● **Written task**: Copy every line of the records below without any change.

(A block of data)
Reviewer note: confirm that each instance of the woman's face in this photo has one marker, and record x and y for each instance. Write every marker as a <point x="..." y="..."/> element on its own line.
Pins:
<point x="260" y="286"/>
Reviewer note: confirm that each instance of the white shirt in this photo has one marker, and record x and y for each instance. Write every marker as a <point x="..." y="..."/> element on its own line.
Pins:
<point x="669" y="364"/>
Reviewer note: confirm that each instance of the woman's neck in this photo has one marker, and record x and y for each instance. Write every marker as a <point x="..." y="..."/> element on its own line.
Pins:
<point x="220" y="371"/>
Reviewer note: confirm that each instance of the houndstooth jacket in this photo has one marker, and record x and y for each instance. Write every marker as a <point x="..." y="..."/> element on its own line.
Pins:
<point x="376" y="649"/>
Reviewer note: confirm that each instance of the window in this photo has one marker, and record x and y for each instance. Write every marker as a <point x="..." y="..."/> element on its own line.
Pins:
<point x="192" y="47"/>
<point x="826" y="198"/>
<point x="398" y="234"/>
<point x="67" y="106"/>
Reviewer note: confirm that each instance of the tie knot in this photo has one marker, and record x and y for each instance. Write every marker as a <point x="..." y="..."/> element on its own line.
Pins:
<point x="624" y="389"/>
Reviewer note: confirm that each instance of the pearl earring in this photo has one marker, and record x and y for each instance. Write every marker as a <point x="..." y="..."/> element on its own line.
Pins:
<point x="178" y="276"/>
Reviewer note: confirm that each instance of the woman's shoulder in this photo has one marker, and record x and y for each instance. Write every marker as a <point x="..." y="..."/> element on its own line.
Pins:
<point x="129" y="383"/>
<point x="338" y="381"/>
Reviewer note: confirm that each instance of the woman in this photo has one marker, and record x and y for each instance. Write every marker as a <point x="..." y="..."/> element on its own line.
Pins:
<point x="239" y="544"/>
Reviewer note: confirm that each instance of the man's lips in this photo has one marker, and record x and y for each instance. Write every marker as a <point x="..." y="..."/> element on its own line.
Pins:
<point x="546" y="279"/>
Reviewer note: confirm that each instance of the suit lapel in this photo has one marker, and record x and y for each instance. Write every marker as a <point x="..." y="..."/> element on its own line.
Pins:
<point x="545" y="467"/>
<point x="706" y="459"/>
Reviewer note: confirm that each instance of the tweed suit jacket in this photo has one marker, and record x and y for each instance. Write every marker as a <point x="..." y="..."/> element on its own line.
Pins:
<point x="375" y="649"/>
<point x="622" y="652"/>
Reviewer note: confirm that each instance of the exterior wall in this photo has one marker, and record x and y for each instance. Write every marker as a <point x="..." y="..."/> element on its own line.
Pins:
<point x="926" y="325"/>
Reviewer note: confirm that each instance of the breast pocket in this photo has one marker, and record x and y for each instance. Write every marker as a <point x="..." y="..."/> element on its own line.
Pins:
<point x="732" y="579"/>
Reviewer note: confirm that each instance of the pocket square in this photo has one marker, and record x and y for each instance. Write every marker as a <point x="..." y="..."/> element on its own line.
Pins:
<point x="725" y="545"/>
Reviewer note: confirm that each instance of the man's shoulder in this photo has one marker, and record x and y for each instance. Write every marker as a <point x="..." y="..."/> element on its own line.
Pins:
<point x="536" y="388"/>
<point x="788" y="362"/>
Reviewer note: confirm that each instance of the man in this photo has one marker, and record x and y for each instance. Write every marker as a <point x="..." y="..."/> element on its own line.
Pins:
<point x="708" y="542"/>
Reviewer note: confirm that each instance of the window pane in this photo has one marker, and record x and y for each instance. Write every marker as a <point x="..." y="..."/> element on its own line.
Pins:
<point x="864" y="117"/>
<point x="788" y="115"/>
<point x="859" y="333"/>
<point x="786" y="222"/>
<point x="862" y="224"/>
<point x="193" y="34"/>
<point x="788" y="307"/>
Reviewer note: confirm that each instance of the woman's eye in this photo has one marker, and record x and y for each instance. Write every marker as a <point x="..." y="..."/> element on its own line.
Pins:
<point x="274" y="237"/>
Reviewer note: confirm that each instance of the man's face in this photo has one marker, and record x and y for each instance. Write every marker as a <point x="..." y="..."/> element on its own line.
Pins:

● **Exercise response**:
Reviewer note: confirm that each instance of the woman's face in this photo has one marker, and record x and y for each instance. Write every marker as a <point x="..." y="..."/> element on its own line.
Pins:
<point x="260" y="286"/>
Reviewer note: confirm that each instance of the white shirt in this photo has one marker, and record x and y for each instance. Write every marker as a <point x="..." y="..."/> element on its own line.
Pins:
<point x="669" y="364"/>
Reviewer note: confirm that each instance of the woman's neck in this photo has one marker, and record x and y for each instance. Write every marker as a <point x="..." y="..."/> element on its own line.
Pins:
<point x="220" y="371"/>
Reviewer note: confirm that each instance of the houndstooth jacket in this photo has one marker, and record x and y for each instance. Write every marker as a <point x="..." y="..."/> element on its own line.
Pins:
<point x="376" y="649"/>
Reviewer note: confirm that each instance of the window in this photo has one marker, and record x and y for each instance. Write every marker as a <point x="..." y="..."/> element on its own line.
Pins:
<point x="192" y="47"/>
<point x="826" y="198"/>
<point x="398" y="234"/>
<point x="67" y="106"/>
Reviewer note: confirm that each instance of the tie knot in this photo has one marker, and record x and y for each instance. Write every marker as a <point x="..." y="..."/> element on its own line.
Pins:
<point x="624" y="389"/>
Reviewer note: confirm that each instance of the pearl earring in this photo has one marker, and record x and y for each instance. Write every marker as a <point x="..." y="..."/> element on its own line.
Pins:
<point x="178" y="276"/>
Reviewer note: confirm that each instance of the woman's shoulder in this photo has one marker, and record x and y for each instance. Write every marker as a <point x="..." y="..."/> element on its own line.
Pins:
<point x="129" y="383"/>
<point x="338" y="381"/>
Reviewer note: confirm that each instance of the woman in this photo has one marker, and record x and y for each instance. Write every marker as a <point x="..." y="..."/> element on its own line.
Pins:
<point x="239" y="544"/>
Reviewer note: confirm that each instance of the man's lips in this photo has one marker, and record x and y for each instance. Write every marker as a <point x="..." y="..."/> element on its own line.
Pins:
<point x="546" y="279"/>
Reviewer note: confirm that each instance of the suit lapel in this photo has one marker, and record x and y for each instance. Write every marker as a <point x="..." y="..."/> element on its own line.
Pins:
<point x="545" y="467"/>
<point x="706" y="459"/>
Reviewer note: confirm that each instance of the tweed suit jacket in this photo has one marker, and record x and y for each instance. Write every marker as a <point x="..." y="..."/> element on its own line.
Pins:
<point x="375" y="649"/>
<point x="622" y="652"/>
Reviewer note: confirm that each instance of the exterior wall in this photo has one marker, and record x and y for each instance. Write every marker as a <point x="..." y="..."/> element on its own line.
Pins:
<point x="926" y="325"/>
Reviewer note: confirm that each instance of the breast pocket in this photo has one marker, and record x and y for each instance. Write every marker as a <point x="..." y="..."/> element on its own line.
Pins:
<point x="732" y="579"/>
Reviewer note: confirm that each instance of the pocket square in this photo has one marker, and record x and y for each instance. Write every marker as a <point x="..." y="..."/> element on its own line.
Pins:
<point x="725" y="545"/>
Reviewer note: confirm that each instance of the man's shoulder in this photo has one marker, and record x and y for each instance. Write every marker as a <point x="..." y="..."/> element on its own line.
Pins:
<point x="536" y="388"/>
<point x="788" y="362"/>
Reviewer note: confirm that each instance of the man in this photo has one marker, and record x and y for each instance. Write every marker as a <point x="..." y="..."/> element on its own line.
Pins:
<point x="708" y="542"/>
Reviewer note: confirm that each instance of the window pane in this photo has one marker, and record x and y for each instance. Write every marker as a <point x="..." y="..."/> element on its own line.
Pins:
<point x="864" y="117"/>
<point x="788" y="115"/>
<point x="859" y="333"/>
<point x="786" y="222"/>
<point x="862" y="224"/>
<point x="193" y="34"/>
<point x="788" y="307"/>
Reviewer note: confirm that each instance of the woman's eye in this photo has one marker, and record x and y for each instance. Write every marker as a <point x="..." y="..."/> element on its own line.
Pins:
<point x="274" y="237"/>
Reviewer note: confirm that each instance of the man's face in this photo has one marker, and record x and y for each instance. Write every marker as a <point x="..." y="..."/> element on its own line.
Pins:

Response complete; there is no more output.